The due process clause of the Fourteenth Amendment to the United States Constitution reads as follows: 'Nor shall any state deprive any person . . . of property, without due process of law.' These sections of our Indiana Constitution and the United States Constitution prohibit the taking of private property for a private use. Fountain Park Co. v. Hensler (1927), 199 Ind. 95, 155 N.E. 465; Logan v. Stogsdale (1890), 123 Ind. 372, 24 N.E. 135; Stewart v. Hartman (1874), 46 Ind. 331; Wild v. Deig (1873), 43 Ind. 455.

In the Fountain Park case, the General Assembly had purported to give the power of eminent domain to a Chautauqua Association, the purpose of which the court found not to be substantially related to a public use. The act was held a violation of both the Indiana and Federal Coinstitutions:

'The constitutional inhibition against taking private property for public use without compensation (Indiana provision) by necessary implication prohibits taking private property for private use, . . . and a taking for private use . . . is also a deprivation of property without due process of law (Federal provision) . . .' (199 Ind. 108, 155 N.E. at 469).

Set of tasks =>
**A)** Reproduce the stretch of the eminent domain passage from "The due process" through "43 Ind. 455.".
**B)** In the eminent domain passage, to what organization had the General Assembly purported to give the power of eminent domain in the Fountain Park case?

Some records =>
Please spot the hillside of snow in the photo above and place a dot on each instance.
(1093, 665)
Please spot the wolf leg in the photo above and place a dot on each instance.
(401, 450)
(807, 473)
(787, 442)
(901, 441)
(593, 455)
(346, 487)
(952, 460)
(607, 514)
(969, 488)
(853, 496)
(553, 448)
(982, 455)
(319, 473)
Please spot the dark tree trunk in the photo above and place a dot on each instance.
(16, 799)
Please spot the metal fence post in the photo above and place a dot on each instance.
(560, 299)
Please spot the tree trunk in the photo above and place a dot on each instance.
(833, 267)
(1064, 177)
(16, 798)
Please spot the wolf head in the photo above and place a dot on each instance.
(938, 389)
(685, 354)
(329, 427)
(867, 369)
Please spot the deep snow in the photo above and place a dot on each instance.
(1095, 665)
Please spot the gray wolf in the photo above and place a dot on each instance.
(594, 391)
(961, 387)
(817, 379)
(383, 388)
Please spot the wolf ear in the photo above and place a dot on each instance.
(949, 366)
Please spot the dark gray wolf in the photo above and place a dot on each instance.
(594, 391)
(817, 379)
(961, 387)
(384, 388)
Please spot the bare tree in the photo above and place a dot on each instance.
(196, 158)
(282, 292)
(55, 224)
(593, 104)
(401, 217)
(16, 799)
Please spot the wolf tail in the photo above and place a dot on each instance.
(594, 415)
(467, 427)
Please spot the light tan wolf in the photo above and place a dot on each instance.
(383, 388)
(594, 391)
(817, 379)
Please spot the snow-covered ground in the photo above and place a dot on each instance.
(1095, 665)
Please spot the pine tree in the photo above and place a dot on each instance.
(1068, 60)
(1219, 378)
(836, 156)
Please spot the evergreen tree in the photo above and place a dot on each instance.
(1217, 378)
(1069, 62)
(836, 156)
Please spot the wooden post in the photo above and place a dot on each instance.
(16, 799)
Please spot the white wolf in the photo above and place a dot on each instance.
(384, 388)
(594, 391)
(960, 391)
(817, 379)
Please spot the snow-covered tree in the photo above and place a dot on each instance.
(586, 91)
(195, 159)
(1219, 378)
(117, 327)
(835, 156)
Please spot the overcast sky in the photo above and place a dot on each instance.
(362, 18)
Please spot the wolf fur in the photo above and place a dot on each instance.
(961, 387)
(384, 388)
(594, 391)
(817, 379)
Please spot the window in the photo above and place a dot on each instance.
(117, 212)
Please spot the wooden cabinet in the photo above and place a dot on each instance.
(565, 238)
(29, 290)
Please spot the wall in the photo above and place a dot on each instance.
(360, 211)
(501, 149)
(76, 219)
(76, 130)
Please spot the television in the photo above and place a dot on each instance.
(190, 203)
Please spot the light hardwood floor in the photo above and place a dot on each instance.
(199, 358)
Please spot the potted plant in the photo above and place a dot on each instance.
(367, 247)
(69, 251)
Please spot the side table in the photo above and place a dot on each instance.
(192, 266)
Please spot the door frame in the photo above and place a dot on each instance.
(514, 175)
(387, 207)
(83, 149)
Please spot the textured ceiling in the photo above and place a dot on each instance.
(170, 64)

Exercise results =>
**A)**
The due process clause of the Fourteenth Amendment to the United States Constitution reads as follows: 'Nor shall any state deprive any person . . . of property, without due process of law.' These sections of our Indiana Constitution and the United States Constitution prohibit the taking of private property for a private use. Fountain Park Co. v. Hensler (1927), 199 Ind. 95, 155 N.E. 465; Logan v. Stogsdale (1890), 123 Ind. 372, 24 N.E. 135; Stewart v. Hartman (1874), 46 Ind. 331; Wild v. Deig (1873), 43 Ind. 455.

**B)** A Chautauqua Association.